**DATA SUPPLIED**
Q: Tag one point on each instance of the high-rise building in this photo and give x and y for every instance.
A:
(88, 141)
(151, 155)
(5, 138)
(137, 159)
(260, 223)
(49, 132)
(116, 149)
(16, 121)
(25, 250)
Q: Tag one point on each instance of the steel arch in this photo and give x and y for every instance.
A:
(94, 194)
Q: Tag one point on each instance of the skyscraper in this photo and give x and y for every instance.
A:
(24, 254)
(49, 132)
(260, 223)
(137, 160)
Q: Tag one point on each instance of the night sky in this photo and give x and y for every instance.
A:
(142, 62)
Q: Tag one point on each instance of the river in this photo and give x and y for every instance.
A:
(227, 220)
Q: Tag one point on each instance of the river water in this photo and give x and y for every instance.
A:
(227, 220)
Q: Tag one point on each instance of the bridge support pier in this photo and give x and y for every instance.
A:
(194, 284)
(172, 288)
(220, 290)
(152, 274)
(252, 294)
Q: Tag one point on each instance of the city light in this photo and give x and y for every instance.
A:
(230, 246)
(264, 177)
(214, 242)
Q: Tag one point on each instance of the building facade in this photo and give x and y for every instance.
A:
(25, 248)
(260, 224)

**PROMPT**
Reproduce each record exactly as it appears.

**RESULT OF THIS TASK**
Q: Tag one point on each instance of the high-rise building in this photo and give x and y for every instance.
A:
(88, 141)
(151, 155)
(5, 138)
(137, 159)
(260, 223)
(49, 132)
(116, 149)
(16, 121)
(25, 250)
Q: Tag one point on each instance of the steel arch in this photo and give x and y for every instance.
A:
(94, 194)
Q: Tag one point on each instance of the skyscraper in this photo and give x and y for every instance.
A:
(24, 254)
(49, 132)
(260, 223)
(137, 160)
Q: Tag one point on each instance of the night sky in this photo and give x and y for every instance.
A:
(142, 62)
Q: Tag one point on each instance of the river in this photo and give x and y for every instance.
A:
(227, 220)
Q: Tag one point on each instance of the river water in this photo and give x and y for every instance.
A:
(227, 220)
Q: Tag one point on each instance of the bridge support pier in this photo and give x and y for every instance.
A:
(194, 284)
(172, 288)
(220, 290)
(152, 274)
(252, 294)
Q: Tag one point on each instance of the city light in this photo and give x and y for every instance.
A:
(230, 246)
(264, 177)
(214, 242)
Q: Tag one point on each instance of the building facade in this photo and give x and y for every instance.
A:
(25, 248)
(260, 224)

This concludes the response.